■ Brief ■
All entries below are to be retyped in full, precisely as they appear.
(Supplied material begins)
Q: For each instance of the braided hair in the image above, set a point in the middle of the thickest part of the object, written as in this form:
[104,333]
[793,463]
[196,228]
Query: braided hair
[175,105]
(Supplied material ends)
■ Your solution ■
Q: For each instance of the braided hair in the image above, set a point in the middle of the thickest part of the object, written as in this form:
[104,333]
[793,463]
[196,228]
Query: braided hair
[175,105]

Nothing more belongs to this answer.